Beginning at the line containing "task | identify every instance of the plant" and continuing to the end of the records below, give each line again exactly as it stands, and only those lines.

- - - - -

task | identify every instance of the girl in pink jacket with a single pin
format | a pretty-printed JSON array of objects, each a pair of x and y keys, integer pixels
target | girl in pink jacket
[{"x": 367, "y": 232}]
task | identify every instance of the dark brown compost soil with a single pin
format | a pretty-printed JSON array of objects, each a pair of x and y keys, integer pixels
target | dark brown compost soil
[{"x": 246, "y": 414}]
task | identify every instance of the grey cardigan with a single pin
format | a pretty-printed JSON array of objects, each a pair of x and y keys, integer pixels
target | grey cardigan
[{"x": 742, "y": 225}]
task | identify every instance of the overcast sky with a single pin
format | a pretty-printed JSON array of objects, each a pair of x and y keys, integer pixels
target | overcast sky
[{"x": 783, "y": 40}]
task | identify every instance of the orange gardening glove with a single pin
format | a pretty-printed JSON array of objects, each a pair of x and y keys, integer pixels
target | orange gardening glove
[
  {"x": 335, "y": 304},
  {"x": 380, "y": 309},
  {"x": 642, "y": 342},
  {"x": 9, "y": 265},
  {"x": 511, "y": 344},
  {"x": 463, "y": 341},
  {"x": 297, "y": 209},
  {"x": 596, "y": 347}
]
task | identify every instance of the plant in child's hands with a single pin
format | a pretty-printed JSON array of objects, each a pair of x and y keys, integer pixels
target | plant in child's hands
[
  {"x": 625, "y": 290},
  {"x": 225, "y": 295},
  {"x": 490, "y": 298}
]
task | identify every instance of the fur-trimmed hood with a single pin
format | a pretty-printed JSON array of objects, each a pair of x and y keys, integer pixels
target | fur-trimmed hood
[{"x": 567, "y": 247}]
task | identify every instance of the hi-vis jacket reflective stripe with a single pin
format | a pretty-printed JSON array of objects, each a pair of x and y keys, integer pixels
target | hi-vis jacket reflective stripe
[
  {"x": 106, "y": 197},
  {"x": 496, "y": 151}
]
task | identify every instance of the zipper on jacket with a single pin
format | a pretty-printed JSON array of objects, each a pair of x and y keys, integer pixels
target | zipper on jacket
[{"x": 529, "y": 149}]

- - - - -

RESULT FOR THIS TASK >>
task | identify every instance of the plant in child's hands with a single pin
format | a pretty-printed JSON array of objects, each a pair of x and y keys, integer pixels
target | plant in child's hands
[
  {"x": 625, "y": 290},
  {"x": 225, "y": 295},
  {"x": 490, "y": 298}
]
task | identify every instance of the fur-trimmed hood with a single pin
format | a pretty-printed JSON array of objects, each a pair of x and y keys, integer pixels
target | fur-trimmed hood
[{"x": 567, "y": 247}]
task | identify every instance of the hi-vis jacket reflective stripe with a single pin
format | a pretty-printed JSON array of objects, each a pair of x and y keys, integer pixels
target | hi-vis jacket reflective stripe
[
  {"x": 106, "y": 197},
  {"x": 496, "y": 151}
]
task | identify every instance of the zipper on jacket with a single pin
format | a pretty-printed JSON array of objects, each a pair of x and y keys, integer pixels
target | zipper on jacket
[{"x": 529, "y": 149}]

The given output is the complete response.